#### THE PROBLEM:
Pick out each line in the material below that contains the word "dirt" and copy those lines.
--- SOURCE MATERIAL ---
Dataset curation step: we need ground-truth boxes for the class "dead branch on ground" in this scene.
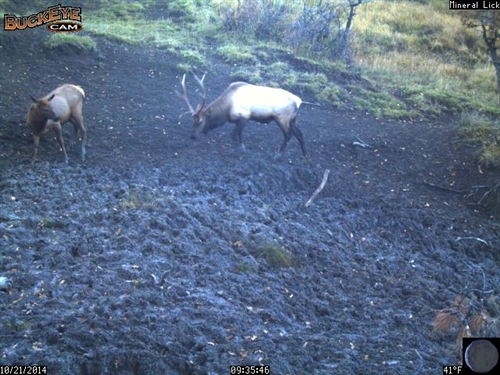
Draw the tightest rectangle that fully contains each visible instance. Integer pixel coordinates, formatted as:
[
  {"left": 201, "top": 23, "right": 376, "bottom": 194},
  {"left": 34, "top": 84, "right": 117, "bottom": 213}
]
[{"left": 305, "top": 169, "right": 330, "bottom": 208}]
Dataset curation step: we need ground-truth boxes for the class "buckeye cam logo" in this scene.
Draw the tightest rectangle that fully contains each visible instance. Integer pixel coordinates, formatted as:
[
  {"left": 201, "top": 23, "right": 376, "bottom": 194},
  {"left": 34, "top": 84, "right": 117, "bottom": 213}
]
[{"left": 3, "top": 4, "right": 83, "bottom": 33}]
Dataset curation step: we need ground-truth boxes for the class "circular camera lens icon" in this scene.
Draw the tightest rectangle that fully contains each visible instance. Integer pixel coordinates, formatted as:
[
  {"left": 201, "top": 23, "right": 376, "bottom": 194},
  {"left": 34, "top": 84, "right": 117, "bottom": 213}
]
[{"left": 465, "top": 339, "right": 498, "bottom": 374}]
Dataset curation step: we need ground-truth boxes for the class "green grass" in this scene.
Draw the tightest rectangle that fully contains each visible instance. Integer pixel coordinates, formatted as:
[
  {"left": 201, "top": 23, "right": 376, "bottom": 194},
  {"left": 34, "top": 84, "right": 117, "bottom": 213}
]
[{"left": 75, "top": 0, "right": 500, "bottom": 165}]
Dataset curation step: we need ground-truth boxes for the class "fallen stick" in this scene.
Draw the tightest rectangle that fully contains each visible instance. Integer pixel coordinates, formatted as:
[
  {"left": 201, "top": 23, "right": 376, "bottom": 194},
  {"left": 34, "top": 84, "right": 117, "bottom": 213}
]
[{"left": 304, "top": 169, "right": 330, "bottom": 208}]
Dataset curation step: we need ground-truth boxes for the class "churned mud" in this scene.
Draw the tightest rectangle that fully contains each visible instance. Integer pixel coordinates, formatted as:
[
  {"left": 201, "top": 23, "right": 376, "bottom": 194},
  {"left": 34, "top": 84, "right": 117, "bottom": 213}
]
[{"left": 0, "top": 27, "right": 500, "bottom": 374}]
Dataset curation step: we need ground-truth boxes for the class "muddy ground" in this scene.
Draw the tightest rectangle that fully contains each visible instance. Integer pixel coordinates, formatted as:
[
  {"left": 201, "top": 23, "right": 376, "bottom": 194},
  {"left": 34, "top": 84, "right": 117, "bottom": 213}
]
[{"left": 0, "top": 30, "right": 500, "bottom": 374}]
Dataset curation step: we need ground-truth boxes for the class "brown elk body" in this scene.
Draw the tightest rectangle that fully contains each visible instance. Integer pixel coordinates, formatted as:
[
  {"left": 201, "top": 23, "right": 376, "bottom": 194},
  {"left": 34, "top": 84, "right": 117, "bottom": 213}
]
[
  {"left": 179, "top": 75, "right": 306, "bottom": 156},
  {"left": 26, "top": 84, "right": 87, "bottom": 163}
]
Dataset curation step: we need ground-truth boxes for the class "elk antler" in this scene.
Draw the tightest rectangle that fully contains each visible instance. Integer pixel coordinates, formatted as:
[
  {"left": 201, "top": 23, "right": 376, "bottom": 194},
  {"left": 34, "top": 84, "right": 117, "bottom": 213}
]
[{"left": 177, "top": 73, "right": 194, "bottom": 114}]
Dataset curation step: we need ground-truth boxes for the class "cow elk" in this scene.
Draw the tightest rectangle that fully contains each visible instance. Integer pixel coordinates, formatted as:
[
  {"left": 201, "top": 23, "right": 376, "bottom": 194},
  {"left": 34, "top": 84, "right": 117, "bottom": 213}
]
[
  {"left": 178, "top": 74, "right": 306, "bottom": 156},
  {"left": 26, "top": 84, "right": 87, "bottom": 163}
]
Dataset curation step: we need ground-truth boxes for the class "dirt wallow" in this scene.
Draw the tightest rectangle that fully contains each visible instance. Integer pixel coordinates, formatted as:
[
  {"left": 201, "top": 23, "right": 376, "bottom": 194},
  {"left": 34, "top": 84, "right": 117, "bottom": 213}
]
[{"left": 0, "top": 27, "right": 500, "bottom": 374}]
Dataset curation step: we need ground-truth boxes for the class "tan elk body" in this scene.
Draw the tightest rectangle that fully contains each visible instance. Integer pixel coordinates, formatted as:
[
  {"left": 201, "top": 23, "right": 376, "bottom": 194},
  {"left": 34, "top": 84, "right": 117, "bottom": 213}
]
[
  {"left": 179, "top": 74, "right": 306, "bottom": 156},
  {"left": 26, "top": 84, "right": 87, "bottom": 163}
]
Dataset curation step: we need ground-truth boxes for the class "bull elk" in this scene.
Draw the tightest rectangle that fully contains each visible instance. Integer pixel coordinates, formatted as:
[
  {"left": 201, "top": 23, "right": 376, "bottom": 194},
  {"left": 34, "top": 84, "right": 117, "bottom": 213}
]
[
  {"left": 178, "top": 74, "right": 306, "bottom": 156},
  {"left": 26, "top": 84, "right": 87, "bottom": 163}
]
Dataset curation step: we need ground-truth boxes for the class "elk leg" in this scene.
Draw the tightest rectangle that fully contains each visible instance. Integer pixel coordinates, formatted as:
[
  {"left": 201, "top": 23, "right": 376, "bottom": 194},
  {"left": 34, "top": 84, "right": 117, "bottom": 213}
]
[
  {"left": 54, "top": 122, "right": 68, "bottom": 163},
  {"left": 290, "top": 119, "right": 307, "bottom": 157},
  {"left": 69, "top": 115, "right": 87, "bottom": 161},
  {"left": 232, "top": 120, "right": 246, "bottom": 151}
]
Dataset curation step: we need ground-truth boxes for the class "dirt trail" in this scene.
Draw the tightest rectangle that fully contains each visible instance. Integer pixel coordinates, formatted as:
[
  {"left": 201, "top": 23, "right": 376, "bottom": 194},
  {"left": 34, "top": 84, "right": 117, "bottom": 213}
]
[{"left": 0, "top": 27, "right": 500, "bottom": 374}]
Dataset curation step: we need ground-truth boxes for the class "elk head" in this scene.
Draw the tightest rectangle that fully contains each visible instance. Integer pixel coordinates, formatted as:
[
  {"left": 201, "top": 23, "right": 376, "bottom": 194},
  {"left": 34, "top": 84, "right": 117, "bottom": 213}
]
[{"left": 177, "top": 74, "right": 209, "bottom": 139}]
---
#### EXERCISE SOLUTION:
Dataset curation step: we need ground-truth boxes for the class "dirt wallow" in this scene.
Dataset curation step: we need ground-truth boxes for the class "dirt trail" in this scene.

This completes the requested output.